PROBLEM DETAILS — Once the line containing "of the knuckle." is found, please set it down along with each following line, exactly, to the end of the material.

RECORDS PROVIDED —
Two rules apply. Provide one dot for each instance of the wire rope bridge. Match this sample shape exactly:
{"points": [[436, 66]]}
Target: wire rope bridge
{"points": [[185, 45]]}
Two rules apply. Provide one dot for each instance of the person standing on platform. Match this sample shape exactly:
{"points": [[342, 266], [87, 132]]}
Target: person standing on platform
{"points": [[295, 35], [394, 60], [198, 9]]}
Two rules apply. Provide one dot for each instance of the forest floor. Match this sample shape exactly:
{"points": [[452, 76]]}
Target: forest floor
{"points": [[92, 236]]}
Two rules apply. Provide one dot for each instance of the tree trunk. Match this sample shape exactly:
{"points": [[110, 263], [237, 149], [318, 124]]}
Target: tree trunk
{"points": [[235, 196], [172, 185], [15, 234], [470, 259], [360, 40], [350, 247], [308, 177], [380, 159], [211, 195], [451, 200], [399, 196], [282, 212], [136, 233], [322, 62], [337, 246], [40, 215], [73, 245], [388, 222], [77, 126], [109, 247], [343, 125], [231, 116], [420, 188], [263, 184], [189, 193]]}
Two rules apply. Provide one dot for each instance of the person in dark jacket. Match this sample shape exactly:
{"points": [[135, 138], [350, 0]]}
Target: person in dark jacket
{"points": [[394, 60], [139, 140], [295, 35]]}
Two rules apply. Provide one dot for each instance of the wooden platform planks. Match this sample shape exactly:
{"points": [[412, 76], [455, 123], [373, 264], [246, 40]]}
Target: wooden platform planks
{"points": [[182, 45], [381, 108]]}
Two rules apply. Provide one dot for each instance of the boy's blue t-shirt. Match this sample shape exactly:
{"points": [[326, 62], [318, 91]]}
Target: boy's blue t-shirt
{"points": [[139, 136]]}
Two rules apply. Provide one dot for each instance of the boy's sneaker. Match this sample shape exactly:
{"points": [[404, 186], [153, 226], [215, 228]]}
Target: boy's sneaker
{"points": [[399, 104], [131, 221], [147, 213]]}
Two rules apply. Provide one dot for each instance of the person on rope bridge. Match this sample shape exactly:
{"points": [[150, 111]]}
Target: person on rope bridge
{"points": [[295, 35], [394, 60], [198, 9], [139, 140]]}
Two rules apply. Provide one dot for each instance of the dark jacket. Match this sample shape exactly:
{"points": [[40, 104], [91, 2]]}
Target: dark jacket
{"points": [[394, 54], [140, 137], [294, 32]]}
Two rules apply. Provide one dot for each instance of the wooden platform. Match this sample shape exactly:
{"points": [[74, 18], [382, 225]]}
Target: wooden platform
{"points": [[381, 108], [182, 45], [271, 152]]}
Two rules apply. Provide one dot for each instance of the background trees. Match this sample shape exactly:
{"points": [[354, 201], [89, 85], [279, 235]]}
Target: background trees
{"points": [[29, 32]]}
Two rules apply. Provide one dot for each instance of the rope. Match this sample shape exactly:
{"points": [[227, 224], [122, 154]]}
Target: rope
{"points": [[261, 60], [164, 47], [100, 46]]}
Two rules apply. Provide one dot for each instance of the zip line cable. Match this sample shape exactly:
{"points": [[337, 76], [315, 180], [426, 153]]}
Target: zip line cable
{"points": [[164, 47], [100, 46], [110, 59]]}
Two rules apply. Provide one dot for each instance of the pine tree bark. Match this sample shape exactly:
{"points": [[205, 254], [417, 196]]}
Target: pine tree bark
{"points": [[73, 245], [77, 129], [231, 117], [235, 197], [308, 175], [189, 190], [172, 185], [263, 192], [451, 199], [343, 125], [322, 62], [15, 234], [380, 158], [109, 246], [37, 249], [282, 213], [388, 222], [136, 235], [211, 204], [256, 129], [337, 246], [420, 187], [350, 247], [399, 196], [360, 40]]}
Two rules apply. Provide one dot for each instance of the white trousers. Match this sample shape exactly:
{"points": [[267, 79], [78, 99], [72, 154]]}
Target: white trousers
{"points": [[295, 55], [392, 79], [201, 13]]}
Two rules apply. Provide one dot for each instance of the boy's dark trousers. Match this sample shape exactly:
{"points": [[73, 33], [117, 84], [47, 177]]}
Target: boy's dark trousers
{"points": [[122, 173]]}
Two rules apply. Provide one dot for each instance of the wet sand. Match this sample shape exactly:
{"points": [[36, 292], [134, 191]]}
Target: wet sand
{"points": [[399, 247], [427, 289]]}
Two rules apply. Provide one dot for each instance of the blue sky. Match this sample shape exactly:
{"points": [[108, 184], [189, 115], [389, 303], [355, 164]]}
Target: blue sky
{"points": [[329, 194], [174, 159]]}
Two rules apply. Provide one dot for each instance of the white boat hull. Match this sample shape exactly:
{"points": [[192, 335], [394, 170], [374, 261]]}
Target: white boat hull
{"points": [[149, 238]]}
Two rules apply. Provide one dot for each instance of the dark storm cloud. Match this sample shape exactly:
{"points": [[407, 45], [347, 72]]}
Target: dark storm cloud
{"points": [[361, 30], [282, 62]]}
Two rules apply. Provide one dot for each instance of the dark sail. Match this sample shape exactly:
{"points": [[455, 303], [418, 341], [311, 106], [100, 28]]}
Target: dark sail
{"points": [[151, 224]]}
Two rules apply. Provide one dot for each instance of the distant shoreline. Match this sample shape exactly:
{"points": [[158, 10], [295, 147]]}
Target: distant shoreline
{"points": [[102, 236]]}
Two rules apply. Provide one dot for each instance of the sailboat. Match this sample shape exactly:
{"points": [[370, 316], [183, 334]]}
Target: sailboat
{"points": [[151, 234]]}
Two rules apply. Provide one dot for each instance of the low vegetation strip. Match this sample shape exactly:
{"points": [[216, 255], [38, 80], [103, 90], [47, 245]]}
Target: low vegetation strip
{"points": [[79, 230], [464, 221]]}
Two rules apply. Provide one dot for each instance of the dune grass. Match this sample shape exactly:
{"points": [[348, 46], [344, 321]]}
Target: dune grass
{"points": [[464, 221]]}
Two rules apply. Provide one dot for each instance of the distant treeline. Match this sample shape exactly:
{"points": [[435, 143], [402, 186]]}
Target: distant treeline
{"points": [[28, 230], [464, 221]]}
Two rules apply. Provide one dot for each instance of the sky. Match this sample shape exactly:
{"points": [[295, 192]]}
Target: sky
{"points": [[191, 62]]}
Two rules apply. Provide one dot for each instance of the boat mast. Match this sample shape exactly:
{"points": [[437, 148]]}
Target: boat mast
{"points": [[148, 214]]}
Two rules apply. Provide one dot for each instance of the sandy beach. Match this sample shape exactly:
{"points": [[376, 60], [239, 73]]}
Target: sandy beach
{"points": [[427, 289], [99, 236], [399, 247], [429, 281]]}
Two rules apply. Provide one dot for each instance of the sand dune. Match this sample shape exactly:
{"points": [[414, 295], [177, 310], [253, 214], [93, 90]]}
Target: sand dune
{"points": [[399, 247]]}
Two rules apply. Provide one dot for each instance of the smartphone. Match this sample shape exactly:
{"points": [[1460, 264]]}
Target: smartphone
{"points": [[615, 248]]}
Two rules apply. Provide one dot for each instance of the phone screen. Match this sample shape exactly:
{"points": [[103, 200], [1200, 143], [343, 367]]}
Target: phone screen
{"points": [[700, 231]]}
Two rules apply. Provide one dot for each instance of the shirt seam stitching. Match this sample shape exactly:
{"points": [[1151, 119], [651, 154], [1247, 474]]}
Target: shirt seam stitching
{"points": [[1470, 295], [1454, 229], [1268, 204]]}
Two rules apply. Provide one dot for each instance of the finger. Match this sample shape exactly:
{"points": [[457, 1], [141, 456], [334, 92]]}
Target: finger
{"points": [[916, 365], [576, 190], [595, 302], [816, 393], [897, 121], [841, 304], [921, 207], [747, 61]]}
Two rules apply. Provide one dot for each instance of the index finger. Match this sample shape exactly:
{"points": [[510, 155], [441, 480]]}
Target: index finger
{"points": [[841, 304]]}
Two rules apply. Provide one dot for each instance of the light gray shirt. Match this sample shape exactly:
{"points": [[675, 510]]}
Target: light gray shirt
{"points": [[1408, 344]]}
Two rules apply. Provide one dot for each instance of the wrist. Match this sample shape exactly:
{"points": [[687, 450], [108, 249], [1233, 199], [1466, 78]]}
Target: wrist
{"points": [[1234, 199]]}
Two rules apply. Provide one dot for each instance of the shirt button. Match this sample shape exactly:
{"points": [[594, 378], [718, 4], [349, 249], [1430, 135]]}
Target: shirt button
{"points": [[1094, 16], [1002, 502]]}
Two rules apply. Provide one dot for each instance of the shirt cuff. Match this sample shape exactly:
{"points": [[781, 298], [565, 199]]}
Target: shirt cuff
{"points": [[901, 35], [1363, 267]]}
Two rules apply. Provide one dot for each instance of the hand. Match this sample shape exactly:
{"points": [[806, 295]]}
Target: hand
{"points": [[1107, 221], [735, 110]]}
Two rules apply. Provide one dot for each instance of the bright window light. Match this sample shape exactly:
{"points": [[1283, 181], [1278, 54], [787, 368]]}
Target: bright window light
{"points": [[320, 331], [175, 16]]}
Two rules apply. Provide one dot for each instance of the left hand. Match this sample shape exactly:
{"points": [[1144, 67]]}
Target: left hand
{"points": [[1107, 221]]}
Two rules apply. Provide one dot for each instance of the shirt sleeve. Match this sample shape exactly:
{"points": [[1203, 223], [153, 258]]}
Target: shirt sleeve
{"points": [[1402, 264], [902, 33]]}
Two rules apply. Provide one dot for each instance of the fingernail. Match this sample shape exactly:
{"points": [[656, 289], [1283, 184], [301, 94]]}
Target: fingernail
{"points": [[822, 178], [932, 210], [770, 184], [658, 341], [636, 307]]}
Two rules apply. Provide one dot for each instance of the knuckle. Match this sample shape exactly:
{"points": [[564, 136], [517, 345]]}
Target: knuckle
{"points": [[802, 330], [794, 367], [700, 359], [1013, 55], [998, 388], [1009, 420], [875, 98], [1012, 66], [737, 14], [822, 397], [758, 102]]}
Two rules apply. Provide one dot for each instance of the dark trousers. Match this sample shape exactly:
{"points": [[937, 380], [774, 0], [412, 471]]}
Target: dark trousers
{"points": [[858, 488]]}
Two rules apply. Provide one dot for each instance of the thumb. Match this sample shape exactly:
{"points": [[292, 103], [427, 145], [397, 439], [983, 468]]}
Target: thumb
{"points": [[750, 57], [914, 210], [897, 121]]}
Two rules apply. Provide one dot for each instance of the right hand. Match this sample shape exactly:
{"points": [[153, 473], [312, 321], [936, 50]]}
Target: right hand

ANSWER BOX —
Two rules apply. Provide one dot for each instance of the knuckle. Match this sample shape exactly:
{"points": [[564, 136], [517, 345]]}
Target: knuckle
{"points": [[802, 330], [794, 367], [700, 359], [1013, 55], [998, 388], [1009, 420], [875, 98], [1012, 66], [737, 14], [822, 397], [758, 102]]}
Two rules apply. Provide one dot for each instance of the dark trousers. Match this sample shape exactly:
{"points": [[937, 380], [774, 0], [412, 471]]}
Target: dark trousers
{"points": [[858, 488]]}
Two rules apply. Provide one dot for each instance of the thumb. Match this sample shape exactly:
{"points": [[292, 103], [427, 145], [397, 439], [983, 468]]}
Target: thumb
{"points": [[750, 57], [914, 210], [897, 121]]}
Two rules apply. Provide one dot for each instance of the right hand. Match this sample shape exactly:
{"points": [[153, 473], [312, 321], [936, 50]]}
Target: right hand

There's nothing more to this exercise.